Highly Recommended: ‘On the Town’ hums along in the key of NYC
Highly recommended!
The essential rule in most musicals is that the characters speak until their emotions reach the point where they are propelled into song. That rule takes a dramatically different form in “On the Town,” the musical that began as a ballet — “Fancy Free,” devised by choreographer Jerome Robbins and set to music by Leonard Bernstein.
In “On the Town,” now in a rare and gloriously comic-kinetic revival at the Marriott Theatre, emotion arrives fully formed in the language of dance. The story is propelled by locomotion — a pure kinetic energy rooted in the manic motor of New York City, but more crucially, by a seize-the-day mentality that comes with wartime, and the sense that any minute might be your last.
Watch the high-flying antics of the three sailors who arrive for a 24-hour shore leave in the show’s opening “ballet” number, “New York, New York.” As they quickly encounter all the human wonders (from the chicest women, to subway straphangers, to Times Square low-lifes), you realize the songs in this show (featuring a perfectly zany book and lyrics by Betty Comden and Adolph Green) have to move as fast as the people, with Bernstein’s lustrous, jazzy, pastiche score setting the pace.

● ● ●

WHAT YOU NEED TO DO: Rewrite the review's text from "The essential rule" up to and including "by Leonard Bernstein.", renaming "rule" as "convention" each time it occurs.

GIVEN INFORMATION:
● ● ●

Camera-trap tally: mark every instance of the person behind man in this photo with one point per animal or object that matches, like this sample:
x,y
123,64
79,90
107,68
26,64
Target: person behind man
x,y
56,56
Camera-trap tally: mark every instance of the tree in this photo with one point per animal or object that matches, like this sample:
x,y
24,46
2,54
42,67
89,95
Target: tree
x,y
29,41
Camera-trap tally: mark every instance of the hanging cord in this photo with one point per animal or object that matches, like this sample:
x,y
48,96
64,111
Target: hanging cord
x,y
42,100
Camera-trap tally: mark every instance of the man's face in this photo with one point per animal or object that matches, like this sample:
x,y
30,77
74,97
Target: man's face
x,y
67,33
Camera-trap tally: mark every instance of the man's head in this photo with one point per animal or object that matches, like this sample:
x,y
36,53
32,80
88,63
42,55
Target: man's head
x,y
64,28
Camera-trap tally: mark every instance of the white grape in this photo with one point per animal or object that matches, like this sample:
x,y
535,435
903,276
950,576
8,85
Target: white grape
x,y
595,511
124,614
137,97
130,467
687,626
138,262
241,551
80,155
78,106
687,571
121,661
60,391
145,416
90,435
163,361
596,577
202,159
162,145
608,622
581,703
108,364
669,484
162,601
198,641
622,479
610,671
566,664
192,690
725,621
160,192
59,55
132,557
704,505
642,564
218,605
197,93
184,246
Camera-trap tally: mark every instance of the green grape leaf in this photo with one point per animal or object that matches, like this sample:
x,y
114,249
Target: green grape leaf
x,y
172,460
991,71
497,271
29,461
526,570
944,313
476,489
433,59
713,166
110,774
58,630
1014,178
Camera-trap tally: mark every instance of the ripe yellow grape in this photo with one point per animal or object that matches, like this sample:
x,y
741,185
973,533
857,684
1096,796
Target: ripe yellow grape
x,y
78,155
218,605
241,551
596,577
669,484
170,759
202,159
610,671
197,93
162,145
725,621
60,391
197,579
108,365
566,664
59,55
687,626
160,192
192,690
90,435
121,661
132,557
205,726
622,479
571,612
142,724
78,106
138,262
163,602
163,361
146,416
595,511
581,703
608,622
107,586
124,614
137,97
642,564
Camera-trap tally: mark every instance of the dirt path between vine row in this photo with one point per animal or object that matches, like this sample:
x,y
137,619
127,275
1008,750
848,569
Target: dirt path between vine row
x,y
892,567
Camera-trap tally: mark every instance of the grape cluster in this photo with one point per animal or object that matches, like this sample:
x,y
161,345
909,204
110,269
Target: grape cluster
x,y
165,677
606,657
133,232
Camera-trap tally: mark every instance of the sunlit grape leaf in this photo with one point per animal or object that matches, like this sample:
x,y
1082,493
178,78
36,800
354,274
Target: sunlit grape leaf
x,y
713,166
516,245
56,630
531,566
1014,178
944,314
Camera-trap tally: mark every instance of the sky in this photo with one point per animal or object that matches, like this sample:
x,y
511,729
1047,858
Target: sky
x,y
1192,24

● ● ●

EXERCISE ANSWER:
The essential convention in most musicals is that the characters speak until their emotions reach the point where they are propelled into song. That convention takes a dramatically different form in “On the Town,” the musical that began as a ballet — “Fancy Free,” devised by choreographer Jerome Robbins and set to music by Leonard Bernstein.